-------- READING TEXT

If you’re a corporate leader trying to transform your organizational culture, Leading Out Loud would be a good book to read in order to plan how to align your personal values and your organization’s values with a communication plan that resonates with people. Even if you aren’t, it might be a good read if you often sketch out a vision of the future and work on getting other people involved.
Let’s see if it works on the small scale. What would my Personal Leadership Communication Guide look like? I’m not leading anyone through an organizational change, but it might be worth going through the steps anyway.
I. Establishing Competence and Building Trustworthiness
Clarity of Purpose: I care about remembering and sharing what we learn. The problem is that we waste time by forgetting. We waste opportunities by hoarding what we know or being self-conscious about what we can teach. Think of all the time you spend rediscovering solutions to problems you’ve already solved. Think of when you stop and wonder, “Where did the time go?” with nothing to show for it. We learn so much, but it disappears. If we can get better at learning and sharing, imagine how much more we’d be able to do. I want to learn more about learning and sharing so that I can not only share my life, but also inspire and help other people share theirs.
Credentials and vulnerabilities: I’m not an expert. At 29 years old, I can’t even claim to have learned very much. I get things wrong. I make mistakes. I forget.
But it turns out that you don’t have to be an expert, and sharing probably even works better if you aren’t. I’ve been sharing my learning notes for more than ten years. I’ve been learning about drawing and screencasting as ways to share more effectively. I’ve even been working on learning how to interview people so that more people can share their lessons learned through me.
Empathy: I wouldn’t be this comfortable with learning and sharing in public without the amazing support of people who have taught me and encouraged me throughout the years. When I wrote about an obscure topic and heard, years later, from someone who used one of my tips to solve a problem, that appreciation spurred me to write more. When I made a mistake in my server configuration and sent hundreds of e-mails in a short span of time, people forgave me, and that forgiveness helped me be less afraid to experiment. I learn from comments, conversations, questions, role models, and inspirations. There’s so much out there, and that’s a real gift.
I know what it’s like to worry about whether you’re going to waste someone else’s time or mess up someone else’s work. Sometimes that keeps me from writing or publishing, but I’m getting better at going ahead anyway. More often, I struggle with not feeling that I understand something well enough to write about it – and then I remind myself that “showing my work” helps other people learn from or even correct it.
There’s a lot I need to learn about sharing more effectively. Writing with a plan. Cutting out excess. Making things clear. Drawing, editing video, and so on. I need questions and answers and feedback. I think it will be a good adventure.
Commonality: We’re all learning, and we all have more to learn.

----------------
-------- RECORD EXTRACTS

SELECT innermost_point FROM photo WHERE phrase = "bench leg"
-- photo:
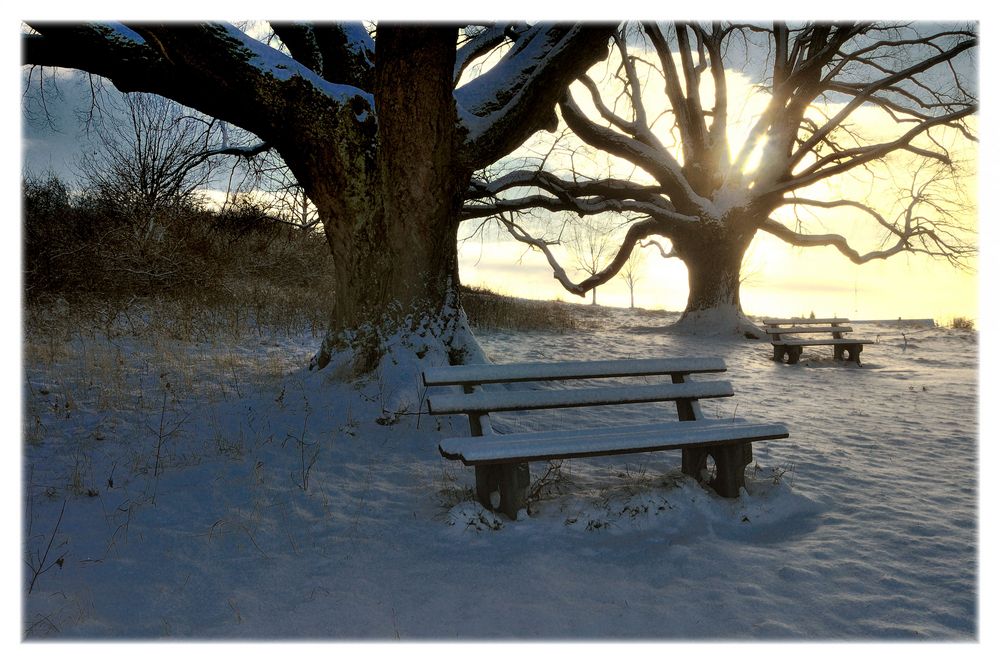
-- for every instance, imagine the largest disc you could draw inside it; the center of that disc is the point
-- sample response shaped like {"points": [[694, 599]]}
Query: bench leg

----------------

→ TASKS AND EXERCISES
**1.** Please repeat word for word the passage of the Leading Out Loud reflection from "I. Establishing Competence" up to and including "mistakes. I forget.".
**2.** In the Leading Out Loud reflection, how long has the writer been sharing learning notes?

→ ANSWERS PER TASK
**1.**
I. Establishing Competence and Building Trustworthiness
Clarity of Purpose: I care about remembering and sharing what we learn. The problem is that we waste time by forgetting. We waste opportunities by hoarding what we know or being self-conscious about what we can teach. Think of all the time you spend rediscovering solutions to problems you’ve already solved. Think of when you stop and wonder, “Where did the time go?” with nothing to show for it. We learn so much, but it disappears. If we can get better at learning and sharing, imagine how much more we’d be able to do. I want to learn more about learning and sharing so that I can not only share my life, but also inspire and help other people share theirs.
Credentials and vulnerabilities: I’m not an expert. At 29 years old, I can’t even claim to have learned very much. I get things wrong. I make mistakes. I forget.

**2.** More than ten years.